PROBLEM REQUIREMENTS: Lay out the items between the line containing "I'm trying to find the person in red" and the line containing "[0, 62, 244, 80]", inclusive, as a Markdown table with the columns "Row" and "Entry", omitting any blank lines.

SUPPLIED MATERIAL:

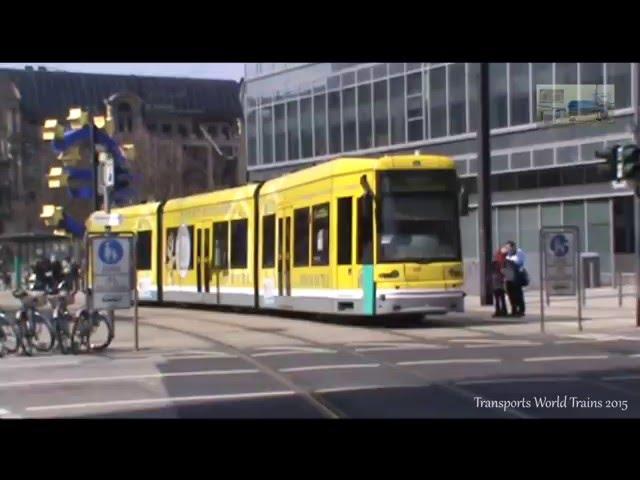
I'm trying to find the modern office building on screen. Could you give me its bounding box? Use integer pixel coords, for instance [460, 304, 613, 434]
[241, 63, 635, 292]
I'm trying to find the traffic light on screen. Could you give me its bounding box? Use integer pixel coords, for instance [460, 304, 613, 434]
[42, 118, 64, 142]
[596, 144, 640, 182]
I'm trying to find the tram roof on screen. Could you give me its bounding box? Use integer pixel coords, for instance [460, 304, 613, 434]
[260, 155, 455, 194]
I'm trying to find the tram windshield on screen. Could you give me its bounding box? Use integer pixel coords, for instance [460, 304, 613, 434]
[378, 171, 460, 263]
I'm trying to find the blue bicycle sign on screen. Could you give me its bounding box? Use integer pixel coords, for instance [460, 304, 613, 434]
[549, 234, 569, 257]
[98, 240, 124, 265]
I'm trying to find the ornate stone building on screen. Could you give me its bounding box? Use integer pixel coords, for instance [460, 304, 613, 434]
[0, 67, 246, 234]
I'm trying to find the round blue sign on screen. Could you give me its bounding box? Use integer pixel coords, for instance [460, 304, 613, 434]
[549, 234, 569, 257]
[98, 240, 124, 265]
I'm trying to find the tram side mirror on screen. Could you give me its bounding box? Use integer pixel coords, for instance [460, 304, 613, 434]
[458, 185, 469, 217]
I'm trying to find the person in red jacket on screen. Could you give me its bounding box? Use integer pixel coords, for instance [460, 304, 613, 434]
[491, 247, 507, 317]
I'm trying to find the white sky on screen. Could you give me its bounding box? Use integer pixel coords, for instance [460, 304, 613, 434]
[0, 62, 244, 80]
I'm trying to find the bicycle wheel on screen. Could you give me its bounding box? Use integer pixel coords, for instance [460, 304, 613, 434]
[71, 310, 91, 355]
[0, 314, 20, 353]
[89, 312, 113, 352]
[31, 310, 56, 352]
[56, 312, 73, 355]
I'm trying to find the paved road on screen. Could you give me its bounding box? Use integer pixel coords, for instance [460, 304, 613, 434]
[0, 308, 640, 419]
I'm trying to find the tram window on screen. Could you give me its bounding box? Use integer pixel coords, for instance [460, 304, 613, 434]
[338, 197, 353, 265]
[213, 222, 229, 268]
[311, 203, 330, 265]
[136, 230, 151, 270]
[231, 218, 247, 268]
[293, 208, 309, 267]
[358, 196, 373, 265]
[262, 215, 276, 268]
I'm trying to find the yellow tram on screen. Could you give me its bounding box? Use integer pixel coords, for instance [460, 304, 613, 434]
[87, 155, 466, 316]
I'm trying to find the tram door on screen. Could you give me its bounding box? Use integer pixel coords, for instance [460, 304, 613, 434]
[278, 209, 292, 297]
[195, 227, 211, 293]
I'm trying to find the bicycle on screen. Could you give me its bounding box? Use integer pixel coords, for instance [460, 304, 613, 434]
[47, 281, 76, 355]
[71, 289, 114, 355]
[13, 289, 55, 356]
[0, 311, 20, 357]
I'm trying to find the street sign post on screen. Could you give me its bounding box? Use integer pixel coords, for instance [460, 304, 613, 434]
[540, 225, 582, 332]
[86, 232, 139, 350]
[91, 236, 133, 310]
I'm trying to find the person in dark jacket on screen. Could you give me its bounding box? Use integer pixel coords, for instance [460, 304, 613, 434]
[491, 260, 507, 317]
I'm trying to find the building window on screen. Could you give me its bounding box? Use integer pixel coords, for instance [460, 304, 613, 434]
[247, 110, 258, 165]
[389, 75, 407, 144]
[117, 102, 133, 133]
[338, 197, 353, 265]
[489, 63, 508, 128]
[231, 218, 247, 268]
[373, 80, 389, 147]
[213, 222, 229, 269]
[313, 94, 327, 156]
[584, 199, 612, 273]
[613, 197, 635, 253]
[311, 203, 330, 266]
[607, 63, 631, 108]
[358, 84, 373, 149]
[273, 103, 287, 162]
[448, 63, 467, 135]
[531, 63, 553, 122]
[429, 67, 447, 138]
[260, 106, 273, 164]
[509, 63, 530, 125]
[556, 63, 578, 85]
[342, 88, 356, 152]
[293, 208, 309, 267]
[329, 92, 342, 153]
[287, 100, 300, 160]
[262, 215, 276, 268]
[300, 98, 313, 158]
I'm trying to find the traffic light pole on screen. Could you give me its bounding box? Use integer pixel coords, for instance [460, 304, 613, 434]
[477, 63, 493, 305]
[633, 63, 640, 327]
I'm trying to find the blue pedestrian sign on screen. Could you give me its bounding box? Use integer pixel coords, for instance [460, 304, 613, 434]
[91, 236, 135, 310]
[98, 239, 124, 265]
[549, 233, 569, 257]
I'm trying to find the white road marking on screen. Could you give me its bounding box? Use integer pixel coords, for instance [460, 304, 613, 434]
[601, 375, 640, 382]
[464, 342, 542, 348]
[455, 377, 580, 385]
[316, 385, 389, 393]
[25, 390, 296, 412]
[279, 363, 380, 373]
[396, 358, 502, 365]
[355, 344, 449, 352]
[0, 369, 260, 388]
[251, 349, 338, 357]
[522, 355, 609, 362]
[0, 360, 80, 370]
[162, 352, 238, 360]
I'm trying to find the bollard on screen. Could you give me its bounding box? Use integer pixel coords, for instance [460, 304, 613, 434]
[618, 272, 622, 307]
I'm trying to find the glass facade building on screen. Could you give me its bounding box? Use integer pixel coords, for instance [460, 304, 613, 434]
[242, 63, 635, 292]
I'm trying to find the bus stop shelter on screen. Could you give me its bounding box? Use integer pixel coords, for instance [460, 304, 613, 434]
[0, 232, 82, 288]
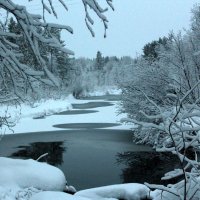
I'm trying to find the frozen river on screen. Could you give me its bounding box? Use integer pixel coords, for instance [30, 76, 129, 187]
[0, 96, 178, 190]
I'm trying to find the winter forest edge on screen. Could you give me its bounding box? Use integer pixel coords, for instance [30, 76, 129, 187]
[0, 0, 200, 200]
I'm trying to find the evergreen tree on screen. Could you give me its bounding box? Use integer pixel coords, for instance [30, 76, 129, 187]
[95, 51, 104, 70]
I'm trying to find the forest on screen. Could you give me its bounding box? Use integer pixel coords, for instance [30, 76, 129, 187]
[0, 0, 200, 200]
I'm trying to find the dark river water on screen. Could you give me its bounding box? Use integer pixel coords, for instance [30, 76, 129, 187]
[0, 96, 177, 190]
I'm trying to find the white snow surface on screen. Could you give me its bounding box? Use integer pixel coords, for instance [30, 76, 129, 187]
[75, 183, 150, 200]
[0, 157, 152, 200]
[30, 191, 91, 200]
[0, 157, 66, 191]
[85, 86, 122, 96]
[1, 95, 132, 134]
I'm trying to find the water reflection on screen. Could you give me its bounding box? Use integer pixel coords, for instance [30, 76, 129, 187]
[117, 152, 179, 184]
[11, 141, 66, 166]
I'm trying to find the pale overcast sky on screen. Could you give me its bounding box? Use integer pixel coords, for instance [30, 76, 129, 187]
[14, 0, 200, 58]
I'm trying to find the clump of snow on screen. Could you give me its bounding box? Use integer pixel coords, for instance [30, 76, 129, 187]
[30, 191, 91, 200]
[75, 183, 150, 200]
[0, 95, 75, 134]
[84, 86, 122, 96]
[0, 157, 66, 191]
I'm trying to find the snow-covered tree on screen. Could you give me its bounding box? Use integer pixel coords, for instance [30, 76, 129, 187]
[0, 0, 113, 101]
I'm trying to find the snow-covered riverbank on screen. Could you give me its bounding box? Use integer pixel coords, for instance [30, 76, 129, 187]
[1, 95, 132, 134]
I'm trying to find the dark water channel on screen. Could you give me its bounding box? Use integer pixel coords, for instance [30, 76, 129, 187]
[0, 97, 177, 190]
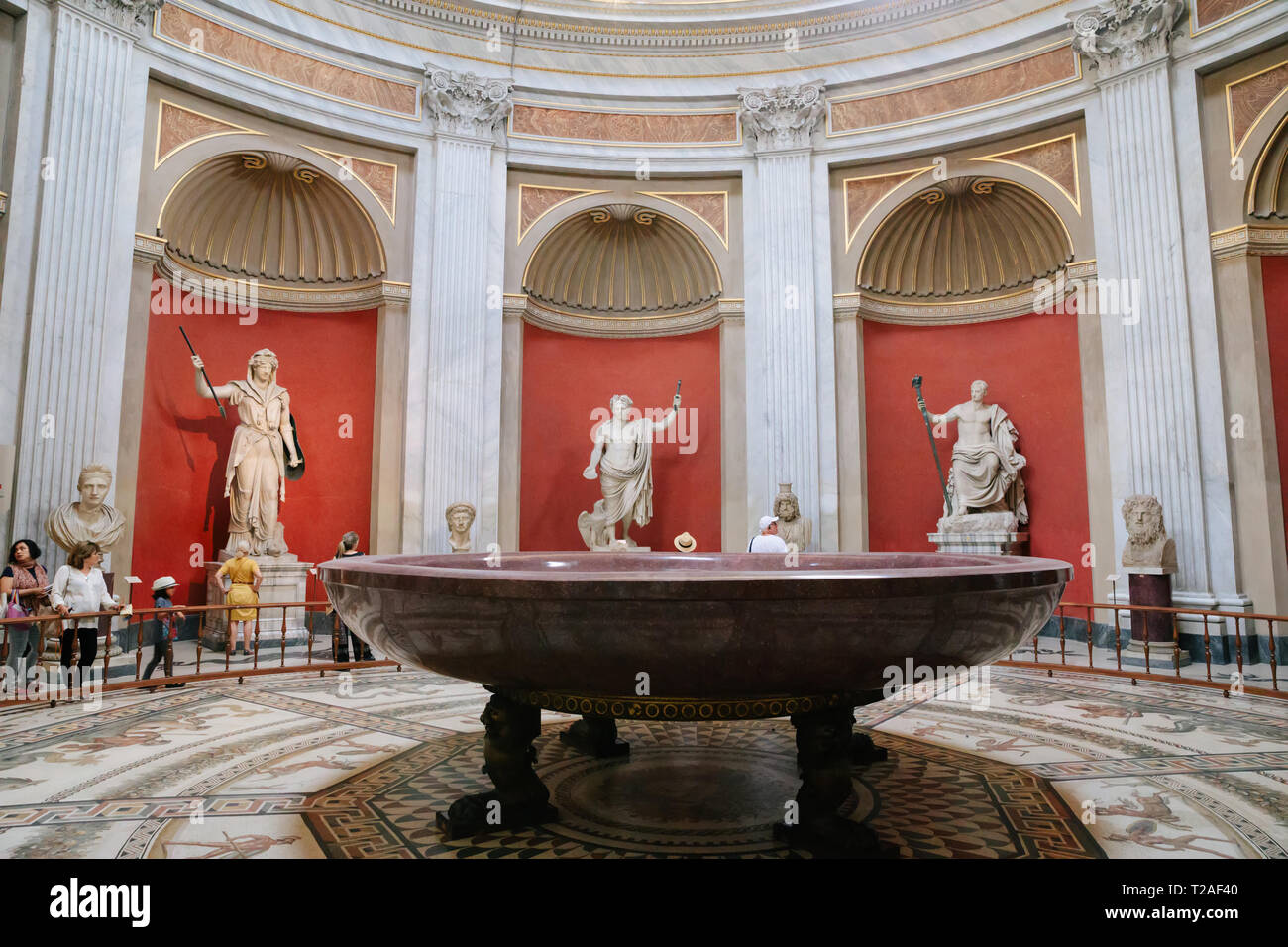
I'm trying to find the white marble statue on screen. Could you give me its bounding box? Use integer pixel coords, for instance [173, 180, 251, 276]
[577, 391, 680, 549]
[46, 464, 125, 553]
[930, 381, 1029, 523]
[192, 349, 303, 556]
[1122, 493, 1176, 573]
[774, 483, 814, 550]
[446, 502, 474, 553]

OUTPUT OF THE EXERCISE:
| Row | Entry |
|---|---|
| 1 | I'm trying to find the person in red jacket on screen. Could you give me its bounding box? Use integer pixel coords, for instance [460, 304, 613, 434] |
| 2 | [491, 247, 507, 317] |
| 3 | I'm trying to find the white sky on screen. Could you give me its bounding box? Use integer pixel coords, for instance [460, 304, 613, 434] |
| 4 | [0, 62, 244, 80] |